The goal is to plant 1,000 new Adventist congregations by October 2023.
Published on: 09-08-2021
The Inter-American Division (IAD) of the Seventh-day Adventist Church is moving forward with the goal of planting 1,000 new churches among a variety of people groups and large population segments across the territory by October 2023.
The church planting movement, which is expected to see outreach impact among Muslim, Hindu, Chinese, indigenous, and upper-class communities, was officially launched during a special online workshop coined as IAD’s Global Mission Symposium, August 20-23, 2021.
“We need to focus on the unfinished task in our territory, which requires new approaches to inter-cultural mission that relates to people groups and population segments of one million in our cities,” Samuel Telemaque, director of Adventist Mission for IAD and main organizer of the symposium, said. It is different from traditional evangelism, one that takes time and a specialized approach in reaching many migrant groups with the love of Christ within IAD, a task that could take months and years, Telemaque explained.
Muslims, Hindus, Chinese and Indigenous People
The data shows that Muslims, Hindus, and Chinese account for approximately three million people in the IAD territory, plus 300,000 indigenous residents.
“This is a very challenging mission and is an opportunity for the church,” Telemaque said. “Our youth and church leaders need a new kind of engagement relying on the power of the Holy Spirit.”
The symposium drew more than 700 Global Mission Pioneers, people who are trained and registered to witness for Christ in unentered areas and unreached populations. Currently, the IAD has 1,200 registered Global Mission Pioneers enlisted.

== RECORD SET ==
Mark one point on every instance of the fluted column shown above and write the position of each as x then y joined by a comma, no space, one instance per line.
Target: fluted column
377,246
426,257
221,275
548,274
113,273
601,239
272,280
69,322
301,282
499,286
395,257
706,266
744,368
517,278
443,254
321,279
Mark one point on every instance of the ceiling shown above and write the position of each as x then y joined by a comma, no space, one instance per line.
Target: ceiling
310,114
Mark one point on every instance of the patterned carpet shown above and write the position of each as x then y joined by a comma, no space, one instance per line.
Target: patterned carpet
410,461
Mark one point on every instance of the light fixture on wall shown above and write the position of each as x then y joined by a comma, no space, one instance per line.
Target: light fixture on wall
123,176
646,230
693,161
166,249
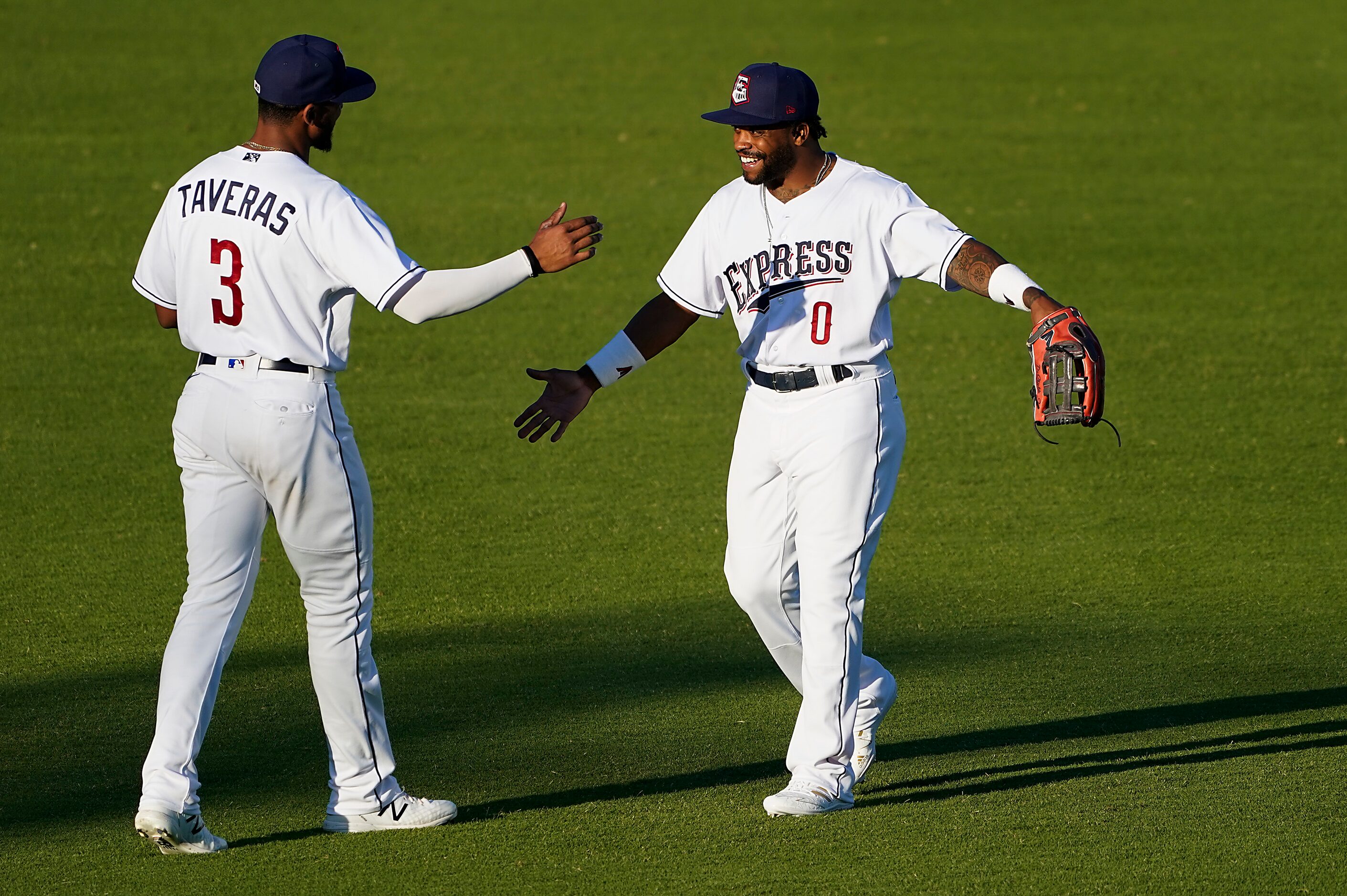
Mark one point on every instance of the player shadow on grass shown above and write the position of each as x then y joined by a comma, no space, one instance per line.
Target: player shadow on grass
1020,775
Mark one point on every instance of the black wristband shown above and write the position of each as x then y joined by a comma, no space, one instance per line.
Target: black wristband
533,260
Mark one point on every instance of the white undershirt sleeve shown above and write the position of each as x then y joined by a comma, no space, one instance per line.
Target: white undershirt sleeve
438,294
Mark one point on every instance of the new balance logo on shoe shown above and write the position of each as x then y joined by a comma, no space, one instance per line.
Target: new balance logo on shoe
398,815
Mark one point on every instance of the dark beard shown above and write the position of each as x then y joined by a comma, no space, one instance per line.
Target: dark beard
325,141
776,166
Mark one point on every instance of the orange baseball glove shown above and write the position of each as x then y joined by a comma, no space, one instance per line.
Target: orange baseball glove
1067,370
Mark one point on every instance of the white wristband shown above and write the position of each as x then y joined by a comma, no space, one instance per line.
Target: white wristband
616,360
1008,285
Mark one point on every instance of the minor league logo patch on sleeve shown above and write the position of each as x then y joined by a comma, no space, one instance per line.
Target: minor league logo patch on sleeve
741,91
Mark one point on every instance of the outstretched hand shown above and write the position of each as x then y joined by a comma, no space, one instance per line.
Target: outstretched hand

== WHAT TO DO ==
- 1) In the church-planting article, how many registered Global Mission Pioneers does the IAD currently have?
- 2) For each statement, answer yes or no on whether the church-planting article supports it, and quote the article's deciding words. (a) The Global Mission Symposium took place August 20-23, 2021. (b) More than 1,000 Global Mission Pioneers attended the symposium. (c) The IAD territory has about three million indigenous residents.

== ACTIVITY ANSWERS ==
- 1) 1,200

- 2)
(a) Yes: "August 20-23, 2021"
(b) No: "The symposium drew more than 700 Global Mission Pioneers"
(c) No: "plus 300,000 indigenous residents"